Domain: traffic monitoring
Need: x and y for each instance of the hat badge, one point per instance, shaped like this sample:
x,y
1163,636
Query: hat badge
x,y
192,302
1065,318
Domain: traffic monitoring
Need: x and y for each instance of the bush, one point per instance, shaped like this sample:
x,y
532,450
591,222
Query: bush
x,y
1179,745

··········

Prompt:
Lines with the word "each" in them should be copied from the preceding records.

Solution for this problem:
Need: x and y for each instance of the hat badge, one point per instance, shaped like this sample:
Need: x and y for each instance of the bush, one point per instance, shaped like this sample:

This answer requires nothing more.